Tasks to complete
**a)** According to the Rosie O'Donnell biography, in what year did her big break on Star Search come?
**b)** In the Rosie O'Donnell biography, rewrite the passage that begins at the words "Early work[edit]" and ends after "me national exposure.", putting "stand-up comic" in place of "stand-up comedian".
**c)** Write the next part of the Rosie O'Donnell biography, picking up after its final sentence.

Roseann "Rosie" O'Donnell (born March 21, 1962)[2] is an American comedian, actress, author, and television personality. She has also been a magazine editor and continues to be a celebrity blogger, LGBT rights activist, television producer, and collaborative partner in the LGBT family vacation company R Family Vacations.

O'Donnell started her comedy career while still a teenager and her big break was on the talent show Star Search in 1984. A TV sitcom and a series of movies introduced her to a larger national audience and from 1996 to 2002, she hosted The Rosie O'Donnell Show, which won multiple Emmy Awards. During this time, she wrote her first memoir, Find Me, and developed the nickname "Queen of Nice" as well as a reputation for philanthropic efforts. She used the book's $3 million advance to establish her For All Kids foundation and promoted other charity projects, encouraging celebrities on her show to also take part.

O'Donnell came out, stating "I'm a dyke!" two months before finishing her talk show run, saying that her primary reason was to bring attention to gay adoption issues. O'Donnell is a foster and adoptive mother. She was named "Person of the Year" in a 2002 cover story by The Advocate with an in-depth interview by the magazine's editor-in-chief, Judy Wieder. In May 2003, she became a regular contributor to the magazine. She continues to do charity work and remains involved with LGBT and family-related issues.

In 2006, O'Donnell became a moderator on The View. Her strong opinions resulted in several notable controversies, including an on-air dispute regarding the Bush administration's policies with the Iraq War, resulting in a mutual agreement to cancel her contract. In 2007, O'Donnell released her second memoir, Celebrity Detox, which focuses on her struggles with fame and her time at The View. From 2009 to 2011, she hosted Rosie Radio on Sirius XM Radio. In 2011, O'Donnell signed on with the OWN: Oprah Winfrey Network to return to daytime TV with The Rosie Show. The network cancelled the show due to low ratings on March 16, 2012, and the last show aired on March 29, 2012.

In July 2014, Rosie O'Donnell was rehired to join The View as a co-host for season 18.[3]

Early life[edit]

O'Donnell, the third of five children, was born and raised in Commack, Long Island, New York.[4][5] She is the daughter of Roseann Teresa (née Murtha), a homemaker, and Edward Joseph O'Donnell, an electrical engineer who worked in the defense industry.[5] O'Donnell's father had immigrated from County Donegal, Ireland during his childhood, and her mother was Irish American; O'Donnell was raised Catholic.[1][6] Four days before her 11th birthday, on March 17, 1973, O'Donnell's mother died of breast cancer.[2] While she attended Commack High School, O'Donnell was voted homecoming queen, prom queen, senior class president and class clown.[4] It was during high school that she began exploring her interest in comedy, beginning with a skit performed in front of the school in which she imitated Gilda Radner's character Roseanne Roseannadanna.[2] After graduating in 1980, O'Donnell briefly attended Dickinson College, later transferring to Boston University, before ultimately dropping out of college.[4]

Career[edit]

Early work[edit]

O'Donnell toured as a stand-up comedian in clubs from 1979 to 1984.[7] She got her first big break on Star Search, explaining on Larry King Live:[8]

I was 20 years old, and I was at a comedy club in Long Island. This woman came over to me and she said, I think you're funny. Can you give me your number? My dad is Ed McMahon. I was like, yeah, right. I gave her my father's phone number. I was living at home, I'm like, whatever. And about three days later, the talent booker from Star Search called and said, we're going to fly you out to L.A. [...] I won, like, five weeks in a row. And it gave me national exposure.

Study material
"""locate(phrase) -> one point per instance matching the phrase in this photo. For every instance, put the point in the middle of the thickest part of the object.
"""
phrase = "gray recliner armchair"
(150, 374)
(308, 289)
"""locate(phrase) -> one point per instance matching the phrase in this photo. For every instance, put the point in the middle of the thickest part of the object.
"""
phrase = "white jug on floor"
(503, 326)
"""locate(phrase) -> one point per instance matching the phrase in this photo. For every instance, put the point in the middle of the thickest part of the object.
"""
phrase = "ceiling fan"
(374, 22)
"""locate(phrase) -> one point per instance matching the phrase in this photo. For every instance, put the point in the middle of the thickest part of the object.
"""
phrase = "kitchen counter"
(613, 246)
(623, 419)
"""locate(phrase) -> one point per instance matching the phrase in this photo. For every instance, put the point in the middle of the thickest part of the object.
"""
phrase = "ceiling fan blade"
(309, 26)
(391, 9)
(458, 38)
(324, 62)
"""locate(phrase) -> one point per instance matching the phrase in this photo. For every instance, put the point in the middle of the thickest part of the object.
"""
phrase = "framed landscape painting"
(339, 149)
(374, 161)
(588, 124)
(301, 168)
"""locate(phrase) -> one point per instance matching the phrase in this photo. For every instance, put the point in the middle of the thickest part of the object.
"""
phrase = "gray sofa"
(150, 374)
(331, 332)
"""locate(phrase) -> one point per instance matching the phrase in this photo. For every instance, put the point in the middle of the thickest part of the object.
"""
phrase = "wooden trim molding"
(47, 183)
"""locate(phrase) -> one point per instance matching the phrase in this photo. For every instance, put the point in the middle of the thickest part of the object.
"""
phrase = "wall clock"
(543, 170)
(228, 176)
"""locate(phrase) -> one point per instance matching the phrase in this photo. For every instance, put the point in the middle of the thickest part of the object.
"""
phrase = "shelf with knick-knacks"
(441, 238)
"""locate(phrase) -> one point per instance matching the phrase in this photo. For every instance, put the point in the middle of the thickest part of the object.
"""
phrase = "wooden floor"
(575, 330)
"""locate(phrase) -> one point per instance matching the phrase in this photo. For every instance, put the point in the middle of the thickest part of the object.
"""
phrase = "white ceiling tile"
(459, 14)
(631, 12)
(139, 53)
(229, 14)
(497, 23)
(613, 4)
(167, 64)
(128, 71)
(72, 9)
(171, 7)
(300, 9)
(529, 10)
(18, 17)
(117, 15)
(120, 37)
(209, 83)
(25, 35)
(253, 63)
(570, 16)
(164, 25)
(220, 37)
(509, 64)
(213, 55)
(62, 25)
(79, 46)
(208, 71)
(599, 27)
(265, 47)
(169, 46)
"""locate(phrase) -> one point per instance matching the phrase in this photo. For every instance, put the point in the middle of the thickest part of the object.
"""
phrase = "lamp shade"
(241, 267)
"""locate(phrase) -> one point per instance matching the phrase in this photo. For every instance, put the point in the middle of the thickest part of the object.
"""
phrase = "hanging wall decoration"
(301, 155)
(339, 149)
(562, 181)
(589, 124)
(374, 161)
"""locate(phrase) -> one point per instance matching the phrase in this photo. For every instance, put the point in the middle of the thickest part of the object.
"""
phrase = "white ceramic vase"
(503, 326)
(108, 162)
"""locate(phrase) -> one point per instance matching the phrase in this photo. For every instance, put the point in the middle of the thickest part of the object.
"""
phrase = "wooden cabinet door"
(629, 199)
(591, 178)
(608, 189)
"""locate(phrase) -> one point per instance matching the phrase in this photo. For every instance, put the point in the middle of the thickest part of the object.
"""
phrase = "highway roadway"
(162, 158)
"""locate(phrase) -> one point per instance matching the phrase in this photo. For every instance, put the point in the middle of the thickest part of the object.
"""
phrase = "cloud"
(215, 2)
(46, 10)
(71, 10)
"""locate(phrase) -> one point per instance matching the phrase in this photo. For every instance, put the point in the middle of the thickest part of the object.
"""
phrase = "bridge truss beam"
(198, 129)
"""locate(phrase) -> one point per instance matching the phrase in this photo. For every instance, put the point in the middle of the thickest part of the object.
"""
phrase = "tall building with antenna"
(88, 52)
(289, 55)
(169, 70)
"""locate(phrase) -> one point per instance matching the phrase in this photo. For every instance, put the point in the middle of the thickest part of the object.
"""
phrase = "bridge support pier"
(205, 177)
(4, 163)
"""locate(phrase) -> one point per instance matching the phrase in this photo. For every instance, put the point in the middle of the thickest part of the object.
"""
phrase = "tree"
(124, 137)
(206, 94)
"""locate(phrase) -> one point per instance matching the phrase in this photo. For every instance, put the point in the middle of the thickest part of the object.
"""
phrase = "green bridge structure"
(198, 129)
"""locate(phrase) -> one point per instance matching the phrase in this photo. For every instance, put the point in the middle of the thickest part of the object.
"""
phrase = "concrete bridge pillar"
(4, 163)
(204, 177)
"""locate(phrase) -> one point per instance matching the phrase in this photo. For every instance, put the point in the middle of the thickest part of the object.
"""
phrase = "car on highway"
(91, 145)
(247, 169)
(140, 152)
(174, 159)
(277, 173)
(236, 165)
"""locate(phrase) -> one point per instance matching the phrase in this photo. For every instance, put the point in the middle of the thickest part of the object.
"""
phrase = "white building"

Results in order
**a)** 1984

**b)**
Early work[edit]

O'Donnell toured as a stand-up comic in clubs from 1979 to 1984.[7] She got her first big break on Star Search, explaining on Larry King Live:[8]

I was 20 years old, and I was at a comedy club in Long Island. This woman came over to me and she said, I think you're funny. Can you give me your number? My dad is Ed McMahon. I was like, yeah, right. I gave her my father's phone number. I was living at home, I'm like, whatever. And about three days later, the talent booker from Star Search called and said, we're going to fly you out to L.A. [...] I won, like, five weeks in a row. And it gave me national exposure.

**c)**
O'Donnell at the 1992 Emmy Awards

After this success, she moved on to television sitcoms, making her series debut as Nell Carter's neighbor on Gimme a Break! in 1986.[9] In 1988, she joined music video station VH1's lineup of veejays.[9] She started hosting a series for VH1, Stand-up Spotlight, a showcase for up-and-coming comedians.[9] In 1992, she starred in Stand By Your Man, a Fox Network sitcom co-starring Melissa Gilbert.[10] The show bombed, just as O'Donnell's movie career took off. O'Donnell made her feature film debut in A League of Their Own (1992) alongside Tom Hanks, Geena Davis and Madonna.[6] Throughout her career, she has taken on an eclectic range of roles: she appeared in Sleepless in Seattle as Meg Ryan's character's best friend; as Betty Rubble in the live-action film adaptation of The Flintstones with John Goodman, Elizabeth Perkins and Rick Moranis; as one of Timothy Hutton's co-stars in Beautiful Girls; as a federal agent comedically paired with Dan Aykroyd in Exit to Eden; as the voice of a tomboyish female gorilla named Terk in Disney's Tarzan; and as a baseball-loving nun in M. Night Shyamalan's Wide Awake.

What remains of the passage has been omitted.